DOCUMENT EXCERPT →
* start *

Enthusiastic proponents of realistic cinema quote Dogme 95 rules or Dardenne Brothers’ cinema, slow-paced Malayalam movies or the gritty Tamizh movies, as a foil to the ‘masala’ fare dished out by the TFI, as if it were more virtuous just to create something more true to life . It is like saying that only that is art which recreates life as we see it, all else is bunkum! So all cubists, pointillists, all ists are somewhat diminished as creators simply because they chose to express themselves differently. Only Rembrandt would be honoured and not Van Gogh or Picasso if we do not attempt to understand the artistic intention. But the new crop of directors in Telugu seem to want to prove to themselves and to their cinematic counterparts in the neighbouring regions that they are as good and as capable if not better at producing ‘meaningful’ cinema, and hence this offering.

What really is ‘meaningful cinema’?

Kerala by virtue of its Communist leanings is bound to churn out film after film that promotes Marxist vision which encourages matching ideologies via its performing arts and motion pictures such as Jana Gana Mana (2022) by Dijo Jose Antony starring Prithviraj Sukumaran, a film that shows minorities as the victims of majoritarian injustice. In Tamil Nadu, Dravidianism has created a monolith of a false oppressor out of the ‘upper caste’ Hindu, a term which is as British, as Christian, as the ideology it promotes, to create a deep divide in society that exists to this day (Risley1, 1891). Of course, Robert Caldwell comes to mind too (Balakrishna, n.d)2. In a nutshell, any content related to the ‘minority’ is to be encouraged, praised, promoted and everything ‘majority’ is to be panned as supremacist or discriminatory or worse. Despite being global majoritarian forces, both Christianity and Islam receive excessive benefits from the state and public in India, at the cost of the majority of the Hindus, who are not a brute majority by any stretch. For instance, a Keralite Hindu of a certain jāti is very different in language, lifestyle and customs from a Telugu Hindu of the same jāti.

Although one-ness is implicit and ingrained pan-India across cultures, our diversity at the empirical level ought to be celebrated and not hushed up as ‘majoritarian’. Unfortunately, this is precisely what is happening with the newly awakened movie directors, especially from the TFI, they want to emulate their ‘cool’ Mallu or Tamizh counterparts and dislike being labelled as masala or commercial movie makers. In their effort to be accepted as serious filmmakers, they are doing a disservice to the very reality they wish to project via their art. Social engineering, politicking and activism in the guise of entertainment is anathema to Hindu aesthetics and creativity, what is exemplified instead time and again via the timeless Purāṇas and Pañcatantra is the art of storytelling — where education and entertainment meet at a moral ground that is as universal as it is empathetic of human foibles. There is a non-preachiness that is refreshing, there is magic realism, there is wonder and awe, there is a grandeur of timelessness and there is no limitation of rationality.

* end *

EXERCISE DATA →

* start *

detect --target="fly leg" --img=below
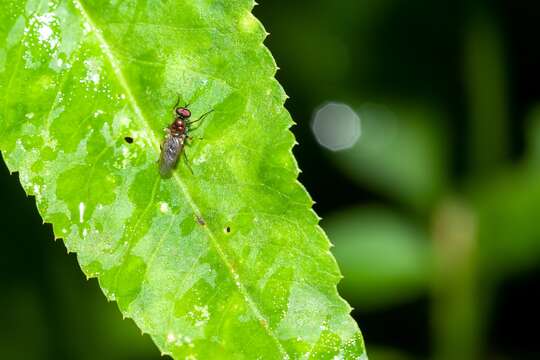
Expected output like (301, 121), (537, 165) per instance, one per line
(182, 150), (195, 175)
(187, 109), (214, 130)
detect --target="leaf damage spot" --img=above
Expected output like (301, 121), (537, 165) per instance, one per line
(159, 202), (170, 214)
(195, 215), (206, 226)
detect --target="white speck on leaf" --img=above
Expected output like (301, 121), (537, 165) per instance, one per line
(159, 202), (169, 214)
(79, 202), (84, 223)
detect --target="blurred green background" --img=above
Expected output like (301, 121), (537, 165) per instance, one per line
(0, 0), (540, 360)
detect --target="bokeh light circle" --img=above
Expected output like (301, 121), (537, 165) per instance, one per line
(311, 102), (360, 151)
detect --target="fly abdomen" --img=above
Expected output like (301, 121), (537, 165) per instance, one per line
(159, 134), (185, 178)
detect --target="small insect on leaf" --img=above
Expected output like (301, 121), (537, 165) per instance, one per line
(159, 98), (213, 179)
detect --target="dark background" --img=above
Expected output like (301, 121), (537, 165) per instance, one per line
(0, 0), (540, 360)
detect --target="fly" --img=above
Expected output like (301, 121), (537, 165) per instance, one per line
(159, 98), (214, 178)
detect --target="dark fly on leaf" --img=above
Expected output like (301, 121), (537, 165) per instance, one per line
(159, 98), (214, 178)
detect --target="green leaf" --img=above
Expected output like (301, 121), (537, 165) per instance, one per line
(0, 0), (365, 359)
(323, 207), (433, 310)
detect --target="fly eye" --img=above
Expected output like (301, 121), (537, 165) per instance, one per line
(176, 108), (191, 119)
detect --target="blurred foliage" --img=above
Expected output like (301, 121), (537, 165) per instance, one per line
(322, 207), (432, 309)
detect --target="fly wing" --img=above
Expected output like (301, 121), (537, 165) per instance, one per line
(159, 135), (184, 178)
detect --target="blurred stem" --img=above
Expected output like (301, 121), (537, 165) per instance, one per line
(432, 199), (484, 360)
(464, 2), (509, 176)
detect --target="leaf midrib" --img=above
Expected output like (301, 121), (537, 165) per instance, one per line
(74, 0), (288, 358)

* end *

REQUIRED TASK A → Rewrite the listing from its first line through the line containing "(159, 98), (213, 179)", swapping "leaf damage spot" for "leaf blemish" and leaving everything else as is. Omit the picture from your output.
REQUIRED TASK B → Write the next part of the piece on Telugu cinema and "meaningful cinema," continuing from where it stops.

ANSWER A →
detect --target="fly leg" --img=below
Expected output like (301, 121), (537, 165) per instance, one per line
(182, 150), (195, 175)
(187, 109), (214, 130)
detect --target="leaf blemish" --img=above
Expected output like (301, 121), (537, 165) per instance, one per line
(159, 202), (170, 214)
(195, 215), (206, 226)
detect --target="white speck on leaf" --img=above
Expected output like (301, 121), (537, 165) per instance, one per line
(159, 202), (169, 214)
(79, 202), (84, 223)
detect --target="blurred green background" --img=above
Expected output like (301, 121), (537, 165) per instance, one per line
(0, 0), (540, 360)
detect --target="bokeh light circle" --img=above
Expected output like (301, 121), (537, 165) per instance, one per line
(311, 102), (360, 151)
detect --target="fly abdomen" --img=above
Expected output like (301, 121), (537, 165) per instance, one per line
(159, 134), (185, 178)
detect --target="small insect on leaf" --img=above
Expected output like (301, 121), (537, 165) per instance, one per line
(159, 98), (213, 179)

ANSWER B →
Yet they work, they survive, not promoting or pitting one side against the other, they are the go-to of every storyteller, writer, artist and filmmaker in India at some point or the other. As this article (“Chodavarapu, 2022)3 by Sai Priya Chodavarapu tells us, they are the inspiration of not just Indians but are the source of the famed Arabic Kalīla wa-Dimna, Aesop’s Fables, and so much more. Story-telling is yet another of India’s gifts to the world. For us to sully its hallowed waters with personal politics is severing the very branch that we are perched on just to prove a point to outsiders, who do not count, as they do not have our best interests at heart.

There have been many Telugu movies that are realistic and humorous without trying to denigrate one community or the other. Ashta Chamma, for instance, made in 2008 by Mohan Krishna Indrakanti, explores with great comic timing the obsession of the protagonist with actor Mahesh Babu in stunning detail. There are other films too which do not resort to social engineering or underhanded preaching in the name of entertainment.

For a movie to be funny it need not be slapstick or cruel. And in this case of Ante Sundaraniki, one need not be a mouthpiece for minority appeasement.

A twitter thread by ex-Christian Esther Dhanraj tells us how false the tropes are in this movie, painting everything Hindu as superstitious and bad while the Christian side is shown as modern and wronged. Contrary to the very ideology and philosophy that is practised in Christian and Hindu households. Here she explains to us how wrong this movie is on many fronts, having been privy to the unwarranted demonization of Hindus, specifically Brahmins, in her Christian circles, while excusing away nonchalantly the inbuilt Christian intolerance of non-believers.

There are more Hindu Brahmins abroad — South Indians especially – than any other community, who are all successful and are even leaders at Microsoft, Google, Apple, etc. How would that be possible if they adhered to the ‘superstition’ of not crossing the ocean as depicted in the movie? And the rule itself has a rationale to it. Brahmins are the keepers of the fire of the Hindu civilization. Literally. One cannot be a ‘keeper’ if one is letting go of that very thing one is avowed to protect. To do daily pūjās, to follow one’s anuṣṭhāna, to keep to one’s ācāra, such that they are living embodiments of what is prescribed in our revealed sacred scriptures, they had to forego wanderlust. Hence brāhmaṇas were forbidden to travel across seas. To travel to foreign, far-off lands would be to tear them away from their dharma. A bit of nuance and understanding of the injunction, a bit of compassion for the confusion such households have to confront in face of ‘modernity’ would have elevated this film much more. Instead what we have is a hollering at the backwardness and ‘caste-conscious’ Telugu Brahmin. Ironically, of all the Telugu jātis, brāhmaṇas are the least ‘caste-conscious’, and any Telugu can attest to that.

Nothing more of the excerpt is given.